* **EXERCISE**:
Please output the records below in full, exactly as given, but without the images.
━━━ DATASET EXTRACT ━━━
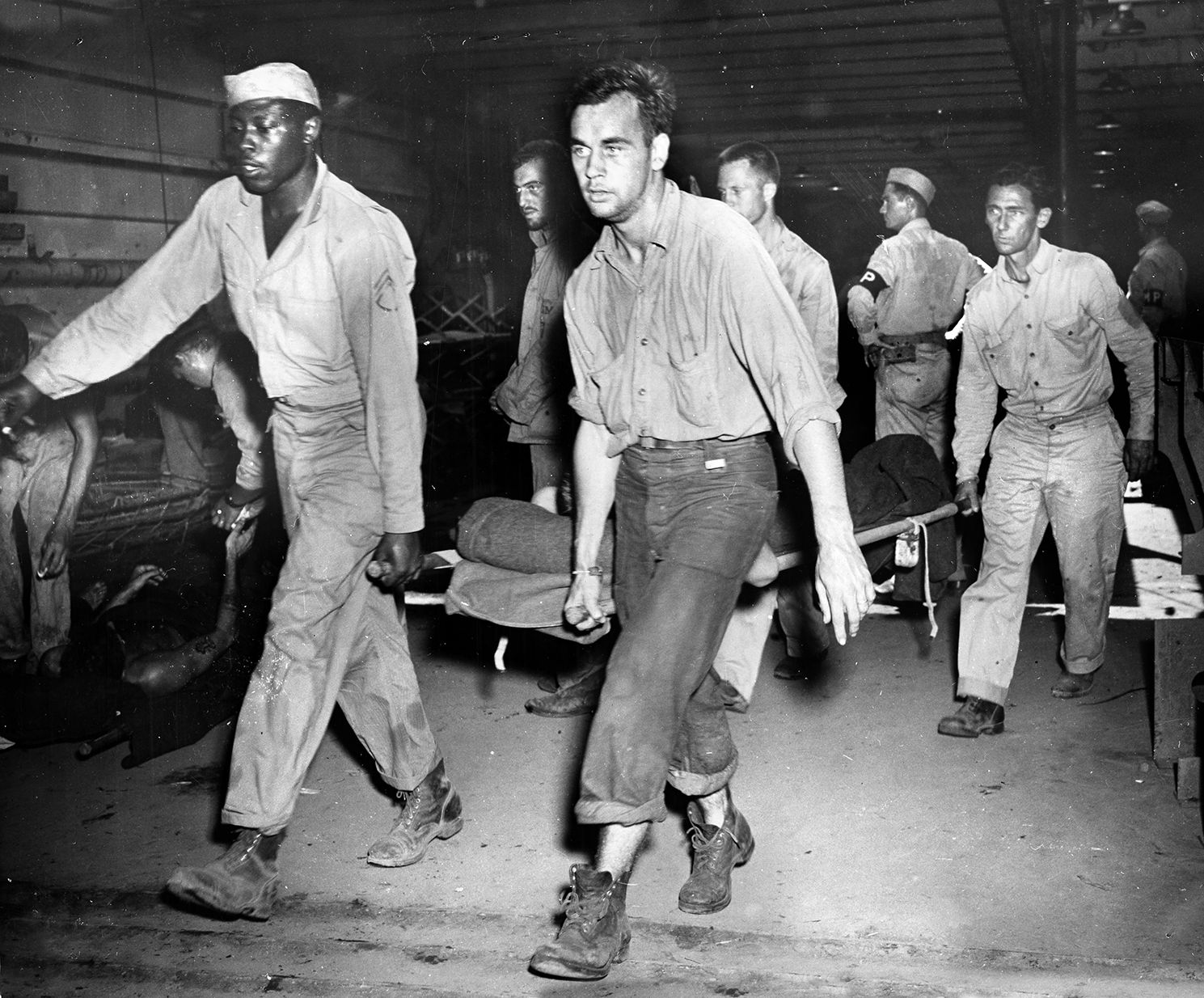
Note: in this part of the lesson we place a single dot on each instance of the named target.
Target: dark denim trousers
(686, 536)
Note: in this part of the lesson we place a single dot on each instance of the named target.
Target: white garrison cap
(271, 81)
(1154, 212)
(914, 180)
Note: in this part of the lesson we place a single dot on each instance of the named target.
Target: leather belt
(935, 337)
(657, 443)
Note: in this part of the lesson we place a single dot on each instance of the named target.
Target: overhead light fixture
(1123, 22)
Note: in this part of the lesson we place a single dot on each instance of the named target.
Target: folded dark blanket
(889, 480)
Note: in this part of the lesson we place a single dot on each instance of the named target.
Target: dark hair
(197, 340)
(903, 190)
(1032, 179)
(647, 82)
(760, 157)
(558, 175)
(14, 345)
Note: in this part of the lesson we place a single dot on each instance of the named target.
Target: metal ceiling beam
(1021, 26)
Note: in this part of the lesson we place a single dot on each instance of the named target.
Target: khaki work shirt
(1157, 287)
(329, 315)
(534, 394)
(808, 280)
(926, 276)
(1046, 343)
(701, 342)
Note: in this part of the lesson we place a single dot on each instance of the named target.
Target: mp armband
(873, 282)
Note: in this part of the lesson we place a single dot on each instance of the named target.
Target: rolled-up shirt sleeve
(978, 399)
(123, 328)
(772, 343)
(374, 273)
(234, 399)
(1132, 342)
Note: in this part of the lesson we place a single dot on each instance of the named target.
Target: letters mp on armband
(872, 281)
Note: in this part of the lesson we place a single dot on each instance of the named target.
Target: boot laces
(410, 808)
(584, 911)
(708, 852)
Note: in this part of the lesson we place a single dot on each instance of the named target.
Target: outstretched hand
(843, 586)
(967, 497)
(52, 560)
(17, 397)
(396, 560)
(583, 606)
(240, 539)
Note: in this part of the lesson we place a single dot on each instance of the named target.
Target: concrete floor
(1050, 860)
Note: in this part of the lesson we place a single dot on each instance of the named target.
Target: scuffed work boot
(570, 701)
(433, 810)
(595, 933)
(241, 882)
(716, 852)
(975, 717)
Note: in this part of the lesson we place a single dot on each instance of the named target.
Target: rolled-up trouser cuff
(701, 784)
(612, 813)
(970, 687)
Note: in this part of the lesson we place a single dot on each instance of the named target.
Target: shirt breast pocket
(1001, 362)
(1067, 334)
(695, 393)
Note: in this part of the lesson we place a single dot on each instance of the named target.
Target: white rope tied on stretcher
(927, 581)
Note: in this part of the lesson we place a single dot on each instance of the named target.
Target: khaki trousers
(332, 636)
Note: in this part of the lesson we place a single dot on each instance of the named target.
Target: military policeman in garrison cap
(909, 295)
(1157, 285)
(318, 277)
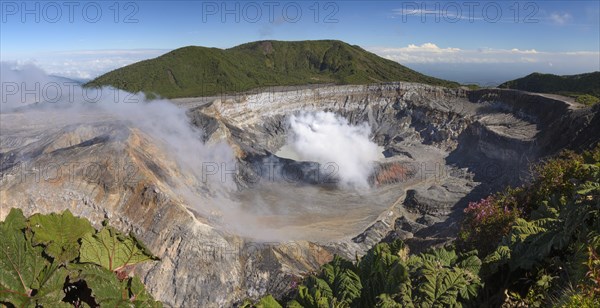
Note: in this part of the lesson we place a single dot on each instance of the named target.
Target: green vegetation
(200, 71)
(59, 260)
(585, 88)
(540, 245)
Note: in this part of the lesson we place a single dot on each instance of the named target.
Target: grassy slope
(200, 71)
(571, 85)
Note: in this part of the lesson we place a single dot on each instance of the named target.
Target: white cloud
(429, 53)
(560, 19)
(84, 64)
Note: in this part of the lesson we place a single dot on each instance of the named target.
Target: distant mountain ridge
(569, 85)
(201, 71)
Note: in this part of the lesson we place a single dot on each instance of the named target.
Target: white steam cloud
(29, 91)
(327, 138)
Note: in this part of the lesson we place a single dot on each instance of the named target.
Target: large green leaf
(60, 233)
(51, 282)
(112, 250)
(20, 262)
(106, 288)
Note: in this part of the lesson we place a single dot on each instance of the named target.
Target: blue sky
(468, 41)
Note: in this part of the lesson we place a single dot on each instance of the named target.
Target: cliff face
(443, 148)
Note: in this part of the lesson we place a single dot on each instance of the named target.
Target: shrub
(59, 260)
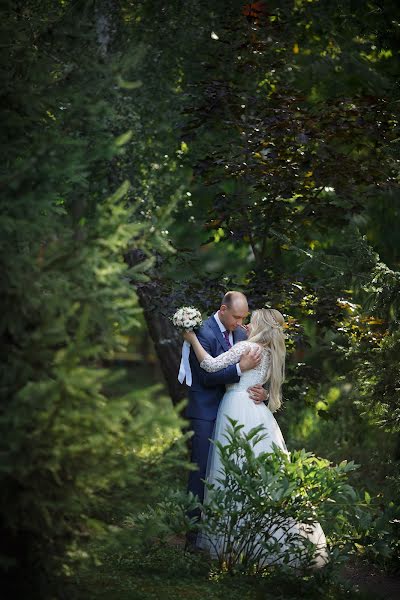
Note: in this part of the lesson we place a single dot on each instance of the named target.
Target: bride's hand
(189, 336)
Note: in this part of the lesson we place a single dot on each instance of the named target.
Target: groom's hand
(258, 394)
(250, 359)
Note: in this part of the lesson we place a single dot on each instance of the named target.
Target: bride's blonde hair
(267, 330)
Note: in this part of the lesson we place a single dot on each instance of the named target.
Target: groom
━━━
* **RESULT FOR THIS EXERCISE**:
Note: in this part of the lesson we place a single dot on each instance of the named target.
Target: dark denim trousers
(686, 536)
Note: in this part of the lesson we place a single dot on each instance of the named target.
Target: white garrison cap
(271, 81)
(1154, 212)
(914, 180)
Note: in this part of the lesson we place a single dot on each instance of the named target.
Target: leather belt
(935, 337)
(657, 443)
Note: in this part of the lesson we place a single dot on each instance of the named target.
Target: overhead light fixture
(1123, 22)
Note: in this part of the lesson we place a single dot on each instance of the named target.
Target: folded dark blanket
(889, 480)
Note: in this part of the lesson we place a single dot on each instance of the named target.
Target: dark hair
(197, 340)
(903, 190)
(1032, 179)
(647, 82)
(760, 157)
(558, 175)
(14, 345)
Note: in this part of the lesson we place a single dot on each instance of the named target.
Target: metal ceiling beam
(1021, 26)
Note: in this part of the lesson we place a single dot on each instance of the named target.
Target: khaki work shirt
(1157, 287)
(329, 315)
(534, 394)
(808, 280)
(926, 276)
(1046, 343)
(701, 342)
Note: in this part of the lesson we place a single dot on each instance of the named target.
Target: mp armband
(873, 282)
Note: in this part of the lesson we place a single dot on each instance of the named target.
Target: rolled-up shirt sleeve
(978, 399)
(123, 328)
(772, 343)
(374, 273)
(234, 399)
(1132, 342)
Note: in this part of the lesson we place a single dot on each instance of the named target.
Target: letters mp on armband
(872, 281)
Note: in this part of the lesson we place a single dot on each instance of the named target.
Target: boot laces
(410, 808)
(584, 911)
(708, 852)
Note: in this part of the lesson we place a single dot on each instance of the named target.
Target: outstretched hand
(843, 586)
(967, 497)
(52, 560)
(17, 397)
(396, 560)
(583, 606)
(240, 539)
Note: in this part of the lesson we place a single dot on each instance of the named target.
Target: concrete floor
(1050, 860)
Note: in this part of the lesson we place a single dot on each instance of the named target.
Target: scuffed work boot
(570, 701)
(433, 810)
(595, 933)
(241, 882)
(716, 852)
(975, 717)
Note: in this part of the lesson we place a single dot on each instance of the named target.
Target: rolled-up trouser cuff
(701, 784)
(612, 813)
(970, 687)
Note: in this part of the lesson we place a single dot on each instance of the named target.
Target: shirt breast pocket
(1001, 362)
(1067, 334)
(695, 393)
Note: in this part of the lesson we place a single dot on each instance of the named target.
Target: white rope tied on stretcher
(927, 581)
Note: in this part of the lesson we place a single dot on each instance of the named target.
Target: khaki trousers
(332, 636)
Note: in this part of the lesson we place a single dot on each instance of the named target.
Target: military policeman in garrison cap
(909, 295)
(1157, 285)
(318, 277)
Note: in this part of the lesson we place a single dot on each instance of the named target.
Target: green vegetation
(200, 71)
(59, 260)
(585, 88)
(540, 245)
Note: in this part of the lesson we place a single dot on each instance of the named target.
Target: grassy slope
(200, 71)
(571, 85)
Note: in this part of the lesson we place a single dot on each instance of the named target.
Target: white cloud
(429, 53)
(560, 19)
(84, 64)
Note: in this part of the lesson we place a single dot on each instance of the named target.
Target: distant mountain ridge
(569, 85)
(201, 71)
Note: in this part of the lesson we place a single dot on each instance of the named target.
Target: white steam cloud
(29, 91)
(327, 138)
Note: in this part of the lesson we place a single dot on each instance of the named target.
Target: large green leaf
(60, 233)
(51, 282)
(112, 250)
(20, 262)
(106, 288)
Note: in this part of the lesson we place a single dot on each instance of the named target.
Target: blue sky
(468, 41)
Note: in this part of the lesson we place a single dot on each instance of the named target.
Target: cliff face
(443, 148)
Note: in this part of the lesson we place a single dot on each instance of the named target.
Target: shrub
(59, 260)
Note: in this part of the lesson we place a single dot on each instance of the named target.
Target: bride's hand
(189, 336)
Note: in this part of the lesson we place a single dot on each instance of the named target.
Target: groom's hand
(258, 394)
(250, 359)
Note: in this part of the lesson we place a single dot on each instance of the named target.
Target: bride's blonde hair
(267, 330)
Note: in this part of the lesson we place a single dot on each instance of the named target.
Target: groom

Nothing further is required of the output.